_Passage shown_.
****
# Craftsman 5/22 auger gear box repair



## aggriffin3 (Mar 30, 2014)

original problem: Auger does not turn, but impeller does. (Ran over an object, shear bolts did not do their job) Okay, I finally started to work on this machine today. Havent removed the auger and gear yet, as I am still not sure the correct or best way to do so. Any help would be appreciated. One thing I did do, was crack open the auger gear housing to see if I could see any broken teeth in there, and everything looks good on both gears. Could it be just the key that broke or came loose? It appears the axle is turning through the worm gear, so it makes me think the key is the issue?
If so, whats my next plan of attack. I would still like to get the augers loose from axle so the sheer bolts will work properly next time. Can I just remove the axle without removing the housing and impeller shaft? 

Thanks Art

See original post for questions 
http://www.snowblowerforum.com/foru...s/36033-521-auger-wont-turn-when-engaged.html


----------



## HCBPH (Mar 8, 2011)

Art

Does your machine look like this: 
Doesn't matter if it's red & white or black & gray, they're the same basically under the paint.
Here's the auger drive from one: 
Here's what it looks like disassembled: 

If you're sure the impeller shaft is turning but the auger shaft isn't, there are basically 3 things that's likely your issue. First is the worm gear is held on to the impeller shaft by a rollpin. Second is the gear on the auger shaft is shredded and the third is the key is gone between the impeller shaft and the gear.

Disassembly can be a task, depending on whether the auger rakes are rusted onto the shaft. Disassembly is pull the auger housing off the tractor unit (belt, a tension spring and 4 bolt on the inside of the tractor unit). Take off the pulley. I find it easier to remove one of the end panels then pull the auger assembly out. If the rakes aren't rusted on, pull the shear bolts out and slide the auger rake off. If they're rusted on, it takes penetrating oil, heat and a press to get them loose but it's time consuming to do it without damaging the rakes. Once off, the gearcase just unbolts, then you can determine your damage.

That bronze gear on the auger shaft isn't cheap, you might want to keep an eye out for a used unit for parts. The auger housing from the 20" & 22" will interchange (whether red & white or black & gray) along with the suitable parts. I've done that more than once without a problem.

Good luck, hope that helps.


----------



## aggriffin3 (Mar 30, 2014)

Yeap, thats my machine. The teeth all look good on the worm gear. The augers rakes are frozen/rusted onto the shaft. Is this worth putting money into or should I sell as is, and look for something else? There is a guy in town that has complete auger housings that he would sell me that he says would fit. 
Thanks, you really helped me a ton. I appreciate it.

Art


----------



## aggriffin3 (Mar 30, 2014)

The auger rakes are frozen or rusted onto the shaft. How do I remove the 4 nuts to separate the housing from the main body with pulleys? I got the two top ones off no problem. Do I need to remove the pulley or come in from the end? It appears coming in from the end might require lots of disassembling of the controls, drive gears etc. Or is there another panel to come in to that area?

Thanks.
****
_Short exercise 1_. Can you reproduce everything in the auger repair thread from "That bronze gear" down to "without a problem."?
_Short exercise 2_. According to the auger repair thread, what holds the worm gear onto the impeller shaft?
The listing after the auger repair thread is separate material.

_Data shown_.
****
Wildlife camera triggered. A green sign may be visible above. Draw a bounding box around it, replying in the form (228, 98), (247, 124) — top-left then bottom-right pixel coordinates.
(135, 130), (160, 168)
****
_Exercise result 1_.
That bronze gear on the auger shaft isn't cheap, you might want to keep an eye out for a used unit for parts. The auger housing from the 20" & 22" will interchange (whether red & white or black & gray) along with the suitable parts. I've done that more than once without a problem.

_Exercise result 2_. A rollpin.